**Défi a**: Modifiez les lignes de données en commençant par celle qui contient « Pinpoint granola in » et en terminant par la dernière, toutes deux incluses. Remplacez « Pinpoint » par « Locate » et recopiez ces lignes sans aucun autre changement.

───── Passage fourni ─────

Suite aux affrontements, Bachir a émis une attaque très féroce à l’égard du soutien pour les rebelles, provenant, d’après lui, du Soudan, attaque destinée aux oreilles d’un auditoire international. « Nos forces de défense ont capturé tous ceux de ces mercenaires islamiques à la solde du Soudan. Vous avez des cartes d’identité… Certains appartiennent à des groupes islamiques, certains à al-Qaïda », a-t-il dit. « Ils ont été envoyés par Umar Al-Bashir [le président du Soudan] et al-Qaïda non seulement pour déstabiliser le Tchad mais toute l’Afrique. »

Le premier ministre tchadien Nouradine Delwa Kassiré Coumakoye a aussi déclaré que le gouvernement refuserait l’entrée au Tchad à tout nouveau réfugié soudanais. « Nous ne pouvons plus en accepter, » s’est-il exclamé, et il a lancé un appel à la communauté internationale pour faire déplacer tous les 240 000 réfugiés soudanais de l’est du Tchad dans un autre pays. « C’est à cause d’eux que nous avons les problèmes que nous rencontrons aujourd’hui », a-t-il dit, faisant référence à la tentative de coup d’Etat.

Le Tchad est un pays aride et appauvri, trois fois plus grand que la Californie et qui compte 10 millions de citoyens. Il y a une variété de groupes ethniques avec les tensions que cela engendre, notamment depuis le traitement de faveur accordé aux membres de la tribu Zaghawa à laquelle appartient Déby. Mais l’ethnicité n’est pas la cause clé du mécontentement envers Déby, car les Zaghawa et même des membres de sa propre famille sont impliqués dans les récentes rébellions.

─────

**Défi b**: Relevez toutes les personnes désignées par leur nom dans le passage sur le Tchad.

───── Extraits de données ─────

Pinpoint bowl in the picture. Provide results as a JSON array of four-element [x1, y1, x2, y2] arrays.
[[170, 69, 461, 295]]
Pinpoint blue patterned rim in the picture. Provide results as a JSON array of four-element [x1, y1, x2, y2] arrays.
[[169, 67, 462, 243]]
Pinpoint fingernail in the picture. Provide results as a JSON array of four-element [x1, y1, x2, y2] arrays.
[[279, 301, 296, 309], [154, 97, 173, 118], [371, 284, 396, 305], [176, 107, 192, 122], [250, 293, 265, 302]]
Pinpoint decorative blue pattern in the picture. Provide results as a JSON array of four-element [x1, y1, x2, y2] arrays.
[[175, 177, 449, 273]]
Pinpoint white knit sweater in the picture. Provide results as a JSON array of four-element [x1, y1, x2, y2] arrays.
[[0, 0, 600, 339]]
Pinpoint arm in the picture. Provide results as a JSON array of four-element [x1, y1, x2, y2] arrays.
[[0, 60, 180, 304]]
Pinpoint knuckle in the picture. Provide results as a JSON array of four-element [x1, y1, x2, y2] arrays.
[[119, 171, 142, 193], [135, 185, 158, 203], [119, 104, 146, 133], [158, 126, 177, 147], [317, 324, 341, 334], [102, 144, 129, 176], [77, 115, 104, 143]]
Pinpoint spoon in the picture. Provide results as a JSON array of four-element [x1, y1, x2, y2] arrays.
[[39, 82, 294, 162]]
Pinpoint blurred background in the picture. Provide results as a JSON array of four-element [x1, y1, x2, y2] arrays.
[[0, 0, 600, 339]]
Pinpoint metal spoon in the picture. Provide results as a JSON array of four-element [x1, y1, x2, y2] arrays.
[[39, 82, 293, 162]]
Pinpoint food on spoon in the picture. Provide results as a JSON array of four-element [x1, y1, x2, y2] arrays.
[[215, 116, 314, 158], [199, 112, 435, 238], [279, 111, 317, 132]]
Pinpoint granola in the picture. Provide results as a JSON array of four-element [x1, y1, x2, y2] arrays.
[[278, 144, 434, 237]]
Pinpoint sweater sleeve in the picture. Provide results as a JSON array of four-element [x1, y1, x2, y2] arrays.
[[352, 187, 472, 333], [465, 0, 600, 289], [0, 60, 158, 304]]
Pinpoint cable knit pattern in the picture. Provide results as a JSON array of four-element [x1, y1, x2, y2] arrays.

─────

**Corrigé a**:
Locate granola in the picture. Provide results as a JSON array of four-element [x1, y1, x2, y2] arrays.
[[278, 144, 434, 237]]
Locate sweater sleeve in the picture. Provide results as a JSON array of four-element [x1, y1, x2, y2] arrays.
[[352, 187, 472, 333], [465, 0, 600, 289], [0, 60, 158, 304]]
Locate cable knit pattern in the picture. Provide results as a JSON array of four-element [x1, y1, x2, y2] arrays.

**Corrigé b**:
- Bachir
- Umar Al-Bashir
- Nouradine Delwa Kassiré Coumakoye
- Déby